- Task goal -
Exclude all images and print the entries below exactly.
The data START
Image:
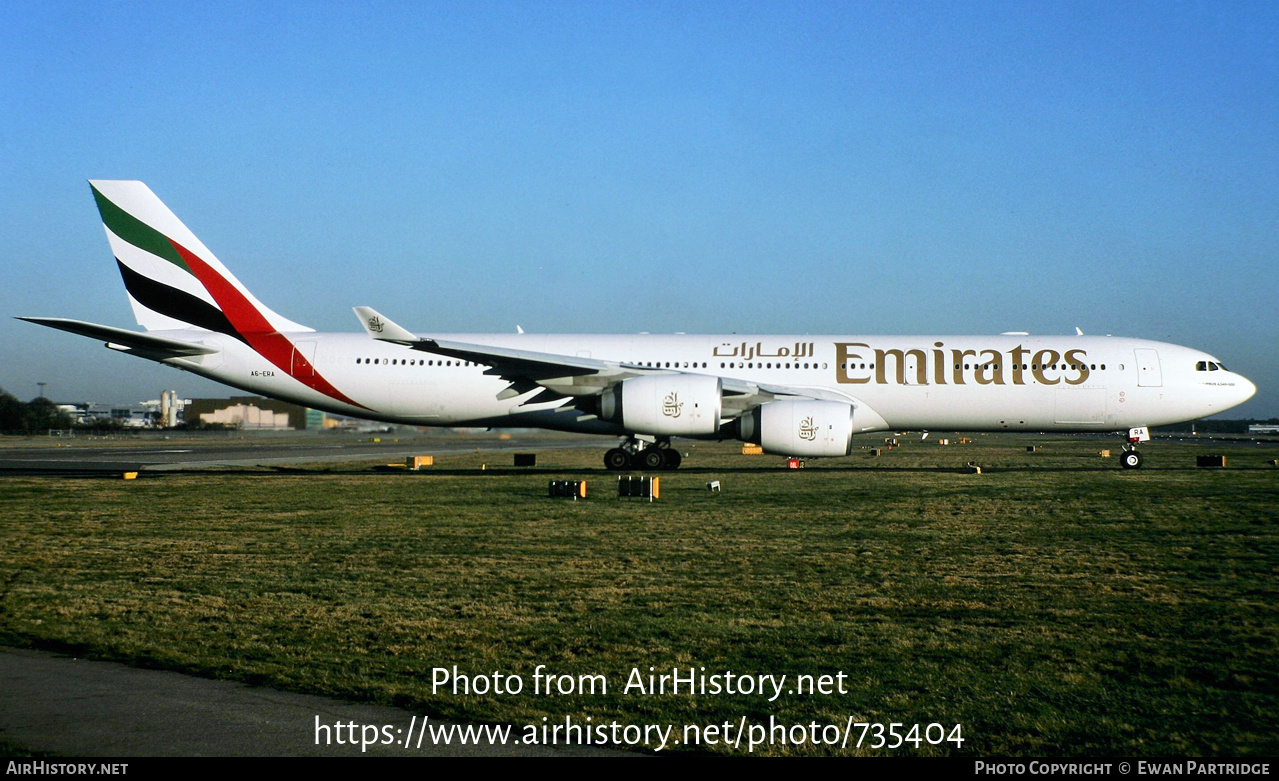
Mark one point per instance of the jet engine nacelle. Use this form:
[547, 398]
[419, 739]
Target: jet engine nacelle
[665, 404]
[800, 428]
The data END
- Exercise response -
Image:
Mark one point per instance of the jet engine nacelle. Use this form:
[547, 398]
[419, 739]
Target: jet engine nacelle
[665, 404]
[800, 428]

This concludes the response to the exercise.